Remember Go Ask Alice? Augusta, Gone is the memoir Alice's mother never wrote. A single parent, Martha Tod Dudman is sure she is giving her two children the perfect life, sheltering them from the wild tumult of her own youth. But when Augusta turns fifteen, things start to happen: first the cigarette, then the blue pipe and the little bag Augusta says is aspirin. Just talking to her is like sticking your hand in the garbage disposal. Martha doesn't know if she's confronting adolescent behavior, craziness, her own failures as a parent -- or all three.
Augusta, Gone is the story of a girl who is doing everything to hurt herself and a mother who would try anything to save her. It is a sorrowful tale, but not a tragic one. Though the book charts a harrowing course through the troubled waters of adolescence, hope -- that mother and daughter will be reunited and will learn to love one another again -- steers them toward a shore of forgiveness and redemption.

......

--- Exercise set ---
1. Substitute "mournful" for "sorrowful" in the book description between "Augusta, Gone is the story" and "forgiveness and redemption.", inclusive, and give that passage.
2. Convert the records from their start through the line holding "top-left (378, 510), bottom-right (527, 795)", inclusive, into a two-column CSV with the columns request and response. Use one row per request, with its full text and its answer each in a single quoted field and line breaks turned into spaces.

......

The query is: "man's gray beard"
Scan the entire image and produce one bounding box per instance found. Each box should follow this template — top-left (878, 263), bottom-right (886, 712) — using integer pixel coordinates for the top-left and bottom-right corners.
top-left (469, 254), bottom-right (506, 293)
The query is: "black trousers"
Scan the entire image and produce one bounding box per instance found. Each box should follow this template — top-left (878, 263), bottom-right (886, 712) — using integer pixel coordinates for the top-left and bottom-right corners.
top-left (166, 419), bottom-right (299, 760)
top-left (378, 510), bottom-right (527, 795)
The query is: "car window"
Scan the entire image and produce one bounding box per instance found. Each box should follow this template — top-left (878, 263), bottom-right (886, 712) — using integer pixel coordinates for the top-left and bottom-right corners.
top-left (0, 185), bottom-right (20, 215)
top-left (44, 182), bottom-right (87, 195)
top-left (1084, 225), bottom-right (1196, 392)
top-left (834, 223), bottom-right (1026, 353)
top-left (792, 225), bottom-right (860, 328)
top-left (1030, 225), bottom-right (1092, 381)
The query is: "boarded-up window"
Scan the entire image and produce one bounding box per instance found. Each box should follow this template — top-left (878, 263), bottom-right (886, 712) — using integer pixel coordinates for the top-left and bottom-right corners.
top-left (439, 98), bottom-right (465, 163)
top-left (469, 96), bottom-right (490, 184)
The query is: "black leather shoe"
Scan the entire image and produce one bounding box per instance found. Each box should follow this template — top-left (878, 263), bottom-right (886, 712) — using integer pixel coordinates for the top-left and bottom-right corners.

......

--- Solutions to the tasks ---
1.
Augusta, Gone is the story of a girl who is doing everything to hurt herself and a mother who would try anything to save her. It is a mournful tale, but not a tragic one. Though the book charts a harrowing course through the troubled waters of adolescence, hope -- that mother and daughter will be reunited and will learn to love one another again -- steers them toward a shore of forgiveness and redemption.

2.
request,response
"The query is: ""man's gray beard"" Scan the entire image and produce one bounding box per instance found. Each box should follow this template — top-left (878, 263), bottom-right (886, 712) — using integer pixel coordinates for the top-left and bottom-right corners.","top-left (469, 254), bottom-right (506, 293)"
"The query is: ""black trousers"" Scan the entire image and produce one bounding box per instance found. Each box should follow this template — top-left (878, 263), bottom-right (886, 712) — using integer pixel coordinates for the top-left and bottom-right corners.","top-left (166, 419), bottom-right (299, 760) top-left (378, 510), bottom-right (527, 795)"